(Entries from a point annotation set)

* Begin *

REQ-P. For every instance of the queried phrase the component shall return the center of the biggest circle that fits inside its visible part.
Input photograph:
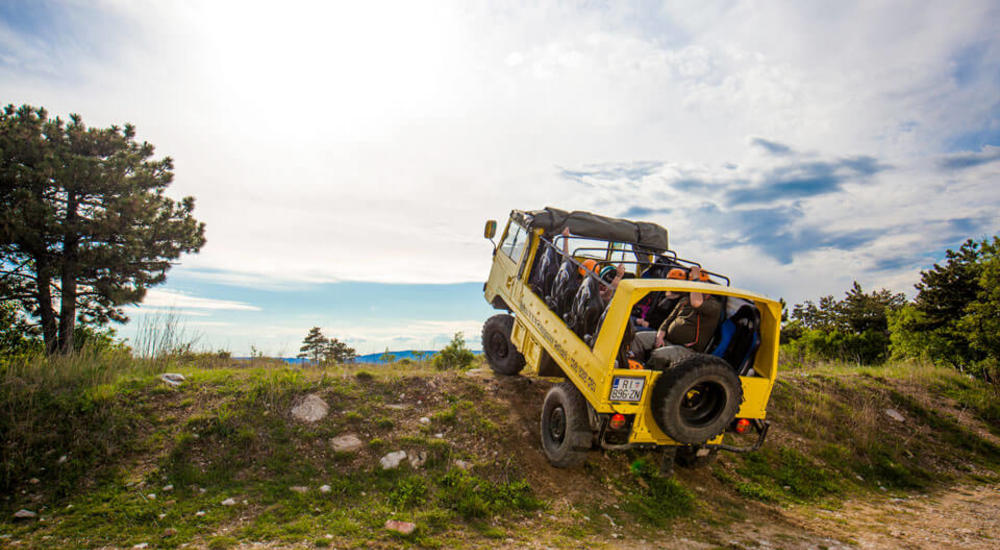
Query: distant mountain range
(411, 354)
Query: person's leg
(663, 358)
(642, 344)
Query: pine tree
(85, 226)
(314, 346)
(338, 352)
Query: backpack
(585, 310)
(544, 270)
(739, 338)
(563, 288)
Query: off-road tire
(696, 399)
(566, 435)
(687, 457)
(500, 352)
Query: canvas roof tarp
(586, 224)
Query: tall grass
(162, 335)
(62, 417)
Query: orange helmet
(677, 273)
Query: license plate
(626, 388)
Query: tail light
(617, 421)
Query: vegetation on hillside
(954, 319)
(101, 433)
(85, 225)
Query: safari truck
(558, 324)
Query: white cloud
(161, 299)
(369, 141)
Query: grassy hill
(108, 455)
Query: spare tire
(500, 352)
(696, 399)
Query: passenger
(612, 276)
(687, 329)
(588, 264)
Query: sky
(345, 155)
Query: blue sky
(344, 157)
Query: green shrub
(455, 355)
(660, 499)
(474, 497)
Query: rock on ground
(894, 414)
(311, 409)
(172, 378)
(401, 527)
(418, 459)
(392, 460)
(347, 443)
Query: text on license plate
(626, 388)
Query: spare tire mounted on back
(696, 399)
(500, 352)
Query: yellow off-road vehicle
(559, 325)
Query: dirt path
(964, 517)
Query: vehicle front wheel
(566, 434)
(500, 352)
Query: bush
(455, 355)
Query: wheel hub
(557, 424)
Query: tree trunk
(71, 244)
(45, 311)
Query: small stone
(347, 443)
(401, 527)
(392, 460)
(417, 460)
(311, 409)
(611, 521)
(172, 379)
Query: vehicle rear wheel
(566, 435)
(694, 400)
(687, 457)
(500, 352)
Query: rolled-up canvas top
(586, 224)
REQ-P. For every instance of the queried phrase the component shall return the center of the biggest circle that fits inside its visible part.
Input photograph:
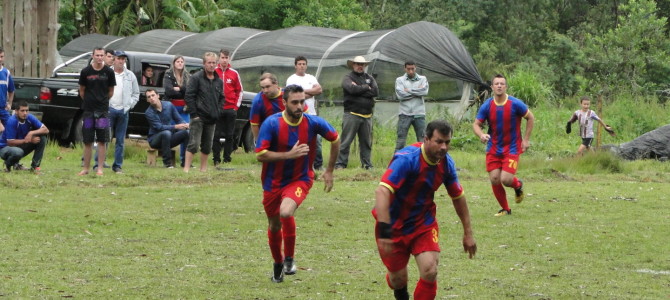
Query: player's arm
(382, 207)
(461, 207)
(530, 120)
(477, 128)
(328, 174)
(298, 150)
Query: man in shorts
(405, 211)
(286, 146)
(96, 87)
(504, 143)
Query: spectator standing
(96, 87)
(266, 103)
(166, 127)
(410, 90)
(204, 98)
(225, 126)
(175, 82)
(312, 89)
(126, 95)
(359, 90)
(24, 134)
(6, 90)
(285, 146)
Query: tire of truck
(248, 140)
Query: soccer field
(156, 233)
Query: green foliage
(527, 84)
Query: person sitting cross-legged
(23, 134)
(166, 127)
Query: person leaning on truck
(204, 101)
(6, 90)
(96, 86)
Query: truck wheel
(248, 140)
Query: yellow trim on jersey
(361, 115)
(504, 102)
(283, 115)
(386, 185)
(425, 157)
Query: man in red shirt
(232, 92)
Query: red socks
(274, 240)
(288, 229)
(501, 196)
(425, 290)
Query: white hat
(358, 59)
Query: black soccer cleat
(289, 266)
(278, 273)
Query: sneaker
(519, 193)
(289, 266)
(278, 273)
(503, 212)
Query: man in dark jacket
(359, 89)
(204, 99)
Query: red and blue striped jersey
(262, 107)
(413, 180)
(504, 125)
(277, 134)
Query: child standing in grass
(585, 117)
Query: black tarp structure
(438, 53)
(651, 145)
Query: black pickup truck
(56, 100)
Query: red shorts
(507, 162)
(413, 244)
(296, 191)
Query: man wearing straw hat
(359, 89)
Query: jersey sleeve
(256, 110)
(36, 124)
(265, 135)
(396, 173)
(326, 130)
(450, 180)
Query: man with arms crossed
(96, 86)
(312, 89)
(504, 143)
(405, 211)
(232, 91)
(285, 146)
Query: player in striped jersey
(286, 146)
(504, 142)
(405, 211)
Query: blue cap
(120, 53)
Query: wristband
(384, 230)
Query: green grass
(584, 230)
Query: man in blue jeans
(23, 134)
(166, 127)
(410, 90)
(126, 95)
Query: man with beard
(286, 146)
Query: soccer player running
(286, 146)
(504, 143)
(405, 211)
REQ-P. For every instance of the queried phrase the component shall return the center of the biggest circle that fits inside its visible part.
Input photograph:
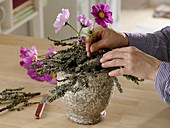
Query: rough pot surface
(88, 105)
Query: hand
(108, 39)
(134, 61)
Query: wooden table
(138, 107)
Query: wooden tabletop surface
(138, 107)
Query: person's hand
(108, 39)
(134, 62)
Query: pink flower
(80, 42)
(102, 14)
(51, 52)
(61, 19)
(28, 56)
(51, 78)
(85, 21)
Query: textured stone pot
(88, 105)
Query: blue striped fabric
(156, 44)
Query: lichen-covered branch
(75, 61)
(15, 97)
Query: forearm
(162, 82)
(156, 44)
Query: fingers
(113, 63)
(117, 72)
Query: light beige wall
(51, 10)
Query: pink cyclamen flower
(28, 56)
(102, 14)
(33, 74)
(51, 78)
(61, 19)
(85, 21)
(80, 42)
(51, 52)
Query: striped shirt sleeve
(156, 44)
(162, 82)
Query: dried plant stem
(16, 97)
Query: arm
(162, 82)
(156, 44)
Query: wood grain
(139, 106)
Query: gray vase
(88, 105)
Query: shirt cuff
(162, 82)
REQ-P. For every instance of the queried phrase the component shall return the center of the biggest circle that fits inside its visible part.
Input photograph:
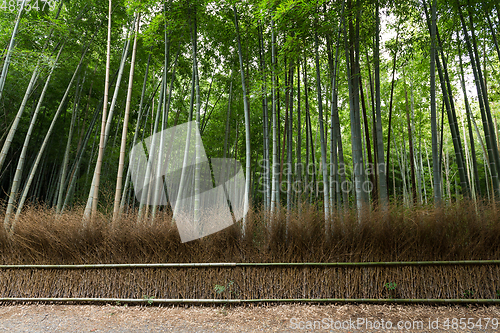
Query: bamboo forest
(359, 130)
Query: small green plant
(468, 293)
(391, 288)
(148, 298)
(219, 289)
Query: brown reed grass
(454, 232)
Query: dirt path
(276, 318)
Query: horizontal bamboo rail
(239, 301)
(260, 264)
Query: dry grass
(453, 233)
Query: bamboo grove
(337, 104)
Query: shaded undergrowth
(456, 232)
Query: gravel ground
(275, 318)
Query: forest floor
(261, 318)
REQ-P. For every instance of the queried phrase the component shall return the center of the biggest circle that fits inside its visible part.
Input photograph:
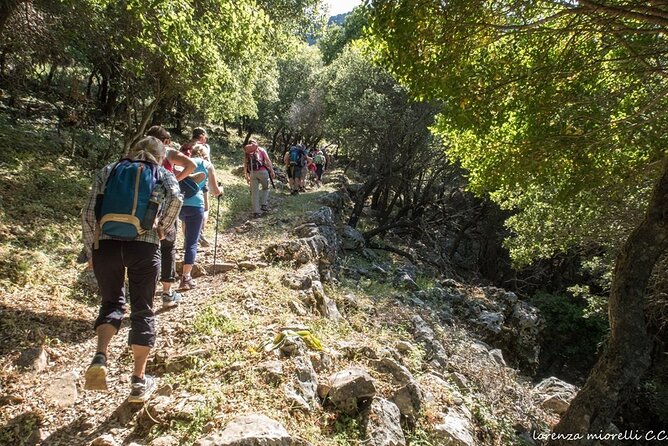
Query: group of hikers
(299, 164)
(130, 225)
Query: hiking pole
(215, 238)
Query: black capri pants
(142, 262)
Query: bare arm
(213, 182)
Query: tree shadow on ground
(80, 431)
(22, 430)
(23, 328)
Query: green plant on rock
(210, 322)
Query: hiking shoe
(141, 389)
(187, 283)
(170, 300)
(96, 374)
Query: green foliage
(569, 326)
(557, 117)
(210, 322)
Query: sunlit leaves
(557, 113)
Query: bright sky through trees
(341, 6)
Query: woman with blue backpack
(192, 213)
(132, 204)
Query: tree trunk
(274, 139)
(627, 353)
(141, 128)
(360, 199)
(7, 7)
(52, 72)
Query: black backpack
(255, 160)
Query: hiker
(199, 136)
(112, 251)
(184, 168)
(320, 161)
(192, 214)
(294, 162)
(311, 168)
(257, 170)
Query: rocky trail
(302, 336)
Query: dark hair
(158, 132)
(149, 149)
(198, 131)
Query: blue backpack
(296, 156)
(128, 205)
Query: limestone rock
(325, 306)
(104, 440)
(302, 278)
(349, 387)
(381, 423)
(250, 430)
(491, 321)
(455, 430)
(351, 239)
(220, 267)
(404, 347)
(297, 308)
(165, 440)
(247, 264)
(306, 379)
(555, 395)
(409, 400)
(35, 359)
(272, 370)
(399, 372)
(497, 356)
(434, 349)
(62, 391)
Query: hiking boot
(96, 374)
(170, 300)
(187, 283)
(141, 389)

* End *

◆ **What needs to be done**
Transcribe every line from the records above without alteration, and leave out the images.

◆ **Result of this task**
REQ-P. For every instance of the queried phrase the component shall return the center of the biggest circle that fits inside its visible part.
Input photograph:
Query: distant mountain range
(411, 354)
Query: person's leg
(663, 358)
(642, 344)
Query: pine tree
(85, 226)
(314, 346)
(338, 352)
Query: backpack
(585, 310)
(544, 270)
(739, 338)
(563, 288)
Query: off-road tire
(696, 399)
(566, 435)
(687, 457)
(500, 352)
Query: canvas roof tarp
(586, 224)
Query: tall grass
(162, 335)
(62, 417)
Query: orange helmet
(677, 273)
Query: license plate
(626, 388)
Query: tail light
(617, 421)
Query: vegetation on hillside
(954, 319)
(101, 433)
(85, 225)
Query: safari truck
(558, 324)
Query: white cloud
(161, 299)
(369, 141)
Query: grassy hill
(108, 455)
Query: spare tire
(500, 352)
(696, 399)
Query: passenger
(612, 276)
(687, 329)
(588, 264)
Query: sky
(345, 155)
Query: blue sky
(344, 157)
Query: green shrub
(455, 355)
(660, 499)
(474, 497)
Query: rock on ground
(894, 414)
(311, 409)
(172, 378)
(401, 527)
(418, 459)
(392, 460)
(347, 443)
Query: text on license plate
(626, 388)
Query: spare tire mounted on back
(696, 399)
(500, 352)
Query: yellow off-road vehicle
(559, 325)
Query: dirt path
(964, 517)
Query: vehicle front wheel
(566, 434)
(500, 352)
Query: bush
(455, 355)
Query: wheel hub
(557, 424)
Query: tree trunk
(71, 244)
(45, 311)
Query: small stone
(347, 443)
(401, 527)
(392, 460)
(417, 460)
(311, 409)
(611, 521)
(172, 379)
Query: vehicle rear wheel
(566, 435)
(694, 400)
(687, 457)
(500, 352)
Query: rolled-up canvas top
(586, 224)
REQ-P. For every instance of the queried phrase the component shall return the center of the biggest circle that fits inside its visible part.
Input photograph:
Query: player's arm
(382, 207)
(461, 207)
(530, 120)
(477, 128)
(328, 174)
(298, 150)
Query: man in shorts
(405, 211)
(286, 146)
(96, 87)
(504, 143)
Query: spectator standing
(96, 87)
(266, 103)
(166, 127)
(410, 90)
(204, 98)
(225, 126)
(175, 82)
(312, 89)
(126, 95)
(359, 90)
(24, 134)
(6, 90)
(285, 146)
Query: tire of truck
(248, 140)
Query: soccer field
(156, 233)
Query: green foliage
(527, 84)
Query: person sitting cross-legged
(23, 134)
(166, 127)
Query: person leaning on truck
(204, 101)
(6, 90)
(96, 86)
Query: truck wheel
(248, 140)
Query: yellow trim on jersey
(361, 115)
(504, 102)
(283, 115)
(386, 185)
(425, 157)
Query: man in red shirt
(232, 92)
Query: red socks
(274, 240)
(288, 229)
(501, 196)
(425, 290)
Query: white hat
(358, 59)
Query: black soccer cleat
(289, 266)
(278, 273)
Query: sneaker
(519, 193)
(289, 266)
(278, 273)
(503, 212)
Query: man in dark jacket
(359, 89)
(204, 99)
Query: red and blue striped jersey
(262, 107)
(413, 180)
(504, 125)
(277, 134)
Query: child standing in grass
(585, 117)
Query: black tarp structure
(438, 53)
(651, 145)
Query: black pickup truck
(56, 100)
Query: red shorts
(507, 162)
(413, 244)
(296, 191)
Query: man wearing straw hat
(359, 89)
Query: jersey sleeve
(256, 110)
(36, 124)
(265, 135)
(396, 173)
(326, 130)
(450, 180)
Query: man with arms crossed
(96, 86)
(312, 89)
(504, 143)
(405, 211)
(232, 91)
(285, 146)
Query: player in striped jersey
(286, 146)
(504, 142)
(405, 211)
Query: blue cap
(120, 53)
Query: wristband
(384, 230)
Query: green grass
(584, 230)
Query: man in blue jeans
(23, 134)
(166, 127)
(410, 90)
(126, 95)
Query: man with beard
(286, 146)
Query: soccer player running
(286, 146)
(504, 143)
(405, 211)
REQ-P. For every instance of the queried phrase the component shall return the center of the biggest circle that fits inside its visible part.
Input photograph:
Query: rough pot surface
(88, 105)
Query: hand
(108, 39)
(134, 61)
Query: wooden table
(138, 107)
Query: wooden tabletop surface
(138, 107)
Query: person's hand
(108, 39)
(134, 62)
Query: pink flower
(80, 42)
(102, 14)
(51, 52)
(61, 19)
(28, 56)
(51, 78)
(85, 21)
Query: textured stone pot
(88, 105)
Query: blue striped fabric
(156, 44)
Query: lichen-covered branch
(75, 61)
(15, 97)
Query: forearm
(162, 82)
(156, 44)
Query: fingers
(113, 63)
(117, 72)
Query: light beige wall
(51, 10)
Query: pink cyclamen flower
(28, 56)
(102, 14)
(33, 74)
(51, 78)
(61, 19)
(85, 21)
(80, 42)
(51, 52)
Query: striped shirt sleeve
(156, 44)
(162, 82)
Query: dried plant stem
(16, 97)
Query: arm
(162, 82)
(156, 44)
Query: wood grain
(139, 106)
Query: gray vase
(88, 105)
Query: shirt cuff
(162, 82)
REQ-P. For every instance of the queried phrase the component shall return the center of the biggest circle that fits inside its visible part.
Input photograph:
Query: bamboo forest
(359, 130)
Query: small green plant
(468, 293)
(391, 288)
(148, 298)
(219, 289)
Query: brown reed grass
(454, 232)
Query: dirt path
(276, 318)
Query: horizontal bamboo rail
(239, 301)
(260, 264)
Query: dry grass
(453, 233)
Query: bamboo grove
(337, 104)
Query: shaded undergrowth
(456, 232)
Query: gravel ground
(275, 318)
Query: forest floor
(261, 318)
REQ-P. For every instance of the queried phrase the component shall return the center of the biggest circle that fits inside its visible part.
Input photograph:
Query: group of hikers
(299, 164)
(130, 225)
Query: hiking pole
(215, 238)
Query: black capri pants
(142, 262)
Query: bare arm
(213, 182)
Query: tree shadow on ground
(80, 431)
(22, 430)
(23, 328)
Query: green plant on rock
(210, 322)
Query: hiking shoe
(141, 389)
(187, 283)
(170, 300)
(96, 374)
Query: green foliage
(569, 326)
(557, 117)
(210, 322)
Query: sunlit leaves
(557, 113)
Query: bright sky through trees
(341, 6)
Query: woman with blue backpack
(192, 213)
(132, 204)
Query: tree trunk
(274, 139)
(627, 353)
(141, 128)
(360, 199)
(7, 7)
(52, 72)
Query: black backpack
(255, 160)
Query: hiker
(199, 136)
(112, 251)
(184, 168)
(320, 161)
(192, 214)
(294, 162)
(311, 168)
(257, 170)
Query: rocky trail
(302, 336)
Query: dark hair
(158, 132)
(149, 149)
(198, 131)
Query: blue backpack
(296, 156)
(128, 205)
Query: limestone rock
(325, 306)
(104, 440)
(302, 278)
(349, 387)
(381, 423)
(250, 430)
(491, 321)
(455, 430)
(351, 239)
(220, 267)
(404, 347)
(297, 308)
(165, 440)
(247, 264)
(306, 379)
(555, 395)
(409, 400)
(35, 359)
(272, 370)
(399, 372)
(497, 356)
(434, 349)
(62, 391)
Query: hiking boot
(96, 374)
(170, 300)
(187, 283)
(141, 389)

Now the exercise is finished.